Copy every record below exactly as it appears.

> Data excerpts:
····················

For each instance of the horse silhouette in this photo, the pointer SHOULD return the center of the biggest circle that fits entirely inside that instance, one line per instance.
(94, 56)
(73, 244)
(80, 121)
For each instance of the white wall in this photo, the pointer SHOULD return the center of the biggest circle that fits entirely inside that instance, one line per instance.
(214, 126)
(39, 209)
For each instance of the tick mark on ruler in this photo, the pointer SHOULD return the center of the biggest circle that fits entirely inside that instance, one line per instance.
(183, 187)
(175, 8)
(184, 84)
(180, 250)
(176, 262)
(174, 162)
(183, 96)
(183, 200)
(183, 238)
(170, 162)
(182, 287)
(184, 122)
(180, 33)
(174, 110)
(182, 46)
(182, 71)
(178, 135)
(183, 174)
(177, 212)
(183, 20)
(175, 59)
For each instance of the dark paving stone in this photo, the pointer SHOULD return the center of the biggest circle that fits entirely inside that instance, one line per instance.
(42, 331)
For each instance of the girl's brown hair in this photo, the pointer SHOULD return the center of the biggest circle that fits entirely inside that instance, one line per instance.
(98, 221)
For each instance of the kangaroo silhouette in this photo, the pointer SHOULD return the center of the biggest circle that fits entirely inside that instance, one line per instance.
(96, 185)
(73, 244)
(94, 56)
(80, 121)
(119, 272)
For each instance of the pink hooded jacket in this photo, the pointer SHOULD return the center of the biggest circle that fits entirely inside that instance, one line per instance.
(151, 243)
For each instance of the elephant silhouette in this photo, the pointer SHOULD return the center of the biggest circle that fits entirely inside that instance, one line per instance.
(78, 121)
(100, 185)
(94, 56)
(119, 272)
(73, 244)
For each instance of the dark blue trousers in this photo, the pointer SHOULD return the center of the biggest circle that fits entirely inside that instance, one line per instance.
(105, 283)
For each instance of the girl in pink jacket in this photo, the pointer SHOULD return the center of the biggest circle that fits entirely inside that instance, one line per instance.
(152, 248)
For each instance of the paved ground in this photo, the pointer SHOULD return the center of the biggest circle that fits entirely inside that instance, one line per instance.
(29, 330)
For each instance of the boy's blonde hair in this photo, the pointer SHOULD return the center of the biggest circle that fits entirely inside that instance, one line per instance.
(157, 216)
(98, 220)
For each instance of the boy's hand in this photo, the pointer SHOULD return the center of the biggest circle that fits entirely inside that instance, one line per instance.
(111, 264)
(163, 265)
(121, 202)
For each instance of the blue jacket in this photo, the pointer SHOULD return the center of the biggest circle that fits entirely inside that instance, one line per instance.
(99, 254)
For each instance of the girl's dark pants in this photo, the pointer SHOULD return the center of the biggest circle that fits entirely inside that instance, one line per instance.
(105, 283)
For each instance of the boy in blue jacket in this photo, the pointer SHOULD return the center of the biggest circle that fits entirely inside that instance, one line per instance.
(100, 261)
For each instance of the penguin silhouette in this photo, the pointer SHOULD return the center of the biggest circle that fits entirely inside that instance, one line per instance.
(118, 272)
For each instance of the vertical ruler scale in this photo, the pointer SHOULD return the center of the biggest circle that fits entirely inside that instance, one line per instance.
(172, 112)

····················

> Task answer:
For each instance of the horse silhouette in this photo, the pointer SHOULD return the center of the biggest circle that fits entirely inside that instance, one line per instance.
(94, 56)
(73, 244)
(80, 121)
For each instance of the white wall in this photo, the pointer SHOULD return the center of the biggest circle that fits entirely inside that instance, one line per instance.
(214, 126)
(39, 209)
For each instance of the tick mark on ruler in this photo, the pointer SHOULD return the center of the biggest circle that fits entirely inside that instance, one line per instance.
(183, 187)
(175, 8)
(184, 84)
(180, 250)
(176, 262)
(174, 162)
(183, 96)
(183, 200)
(183, 238)
(170, 162)
(182, 287)
(184, 122)
(180, 33)
(174, 110)
(182, 46)
(182, 71)
(178, 135)
(183, 174)
(177, 212)
(183, 20)
(175, 59)
For each instance of the dark paving stone in this photo, the pointer SHOULD return the center of the biggest circle that fits entirely inside that instance, one line per instance.
(42, 331)
For each instance of the girl's brown hair in this photo, the pointer SHOULD return the center of the biggest circle that fits entirely inside that instance, one line per instance.
(98, 221)
For each instance of the kangaroo silhouette in this photo, the pointer SHOULD return the center of the biggest circle that fits entirely inside that instance, one line per instance.
(96, 185)
(73, 244)
(94, 56)
(80, 121)
(119, 272)
For each instance of the pink hooded jacket in this photo, the pointer SHOULD return the center of the biggest circle that fits entirely inside that instance, one line per instance.
(151, 243)
For each instance of the elephant silhouette in this photo, the pointer SHOULD return the center of the biggest circle that fits entirely inside that instance, one line per instance.
(78, 121)
(100, 185)
(94, 56)
(119, 272)
(73, 244)
For each instance of the dark blue trousers in this photo, the pointer SHOULD return the center of the biggest circle that fits entirely inside that instance, one line per instance.
(105, 283)
For each instance of the girl in pink jacket in this photo, the pointer SHOULD return the center of the biggest circle that fits entirely inside that instance, one line per instance.
(152, 248)
For each instance of the paved ground in this photo, the pointer SHOULD return the center of the biggest circle that fits entirely inside that instance, one line per instance.
(29, 330)
For each instance of the boy's blonde hair in this photo, the pointer SHOULD return the center of the biggest circle that fits entirely inside that instance, one line per instance.
(157, 216)
(98, 220)
For each instance of the boy's hand in this photo, the pointer SHOULD return the center of the biggest circle that fits entirely inside that instance, one line per instance.
(111, 264)
(163, 265)
(121, 202)
For each instance of the blue jacket in this photo, the pointer SHOULD return the center of the biggest circle that fits entirely inside that instance, one line per instance.
(99, 254)
For each instance of the girl's dark pants in this photo, the pointer SHOULD return the center of the biggest circle that fits entirely inside that instance, one line per instance.
(105, 283)
For each instance of the boy in blue jacket in this photo, the pointer SHOULD return the center of the biggest circle that fits entirely inside that instance, one line per instance.
(100, 261)
For each instance of the penguin silhouette in this photo, the pointer SHOULD return the center of the biggest circle that fits entirely inside that instance, one line per instance.
(118, 272)
For each instance of the vertical ruler scale in this photo, the pointer SHOULD return the center of the biggest circle that fits entirely inside that instance, one line per instance.
(172, 112)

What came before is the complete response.